Collection entries:

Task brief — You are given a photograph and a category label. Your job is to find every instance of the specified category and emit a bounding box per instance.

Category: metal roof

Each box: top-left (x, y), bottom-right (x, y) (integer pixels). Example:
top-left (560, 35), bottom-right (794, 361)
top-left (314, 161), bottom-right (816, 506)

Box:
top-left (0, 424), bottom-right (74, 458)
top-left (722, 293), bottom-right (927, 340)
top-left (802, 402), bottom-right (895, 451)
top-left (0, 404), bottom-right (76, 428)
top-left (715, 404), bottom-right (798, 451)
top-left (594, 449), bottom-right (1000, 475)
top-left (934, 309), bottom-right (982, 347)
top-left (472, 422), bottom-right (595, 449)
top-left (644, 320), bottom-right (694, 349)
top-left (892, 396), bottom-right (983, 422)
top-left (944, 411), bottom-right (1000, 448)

STATED EXERCISE:
Reproduce the data above in full, replacing "metal roof" with "corrugated roof" and leaving everything else unchanged.

EXERCISE SOLUTION:
Task brief — You are given a photograph and a category label. Your job is to find every instance of the specified category and emit a bounding box per instance.

Category: corrugated roof

Each box: top-left (x, y), bottom-right (x, y) (integer pixels). Example:
top-left (560, 35), bottom-right (794, 361)
top-left (314, 161), bottom-right (816, 506)

Box:
top-left (0, 424), bottom-right (74, 458)
top-left (722, 293), bottom-right (927, 340)
top-left (802, 402), bottom-right (895, 451)
top-left (0, 404), bottom-right (76, 428)
top-left (715, 404), bottom-right (798, 451)
top-left (594, 449), bottom-right (1000, 475)
top-left (934, 309), bottom-right (982, 347)
top-left (472, 422), bottom-right (595, 449)
top-left (644, 320), bottom-right (694, 349)
top-left (892, 396), bottom-right (983, 422)
top-left (944, 411), bottom-right (1000, 448)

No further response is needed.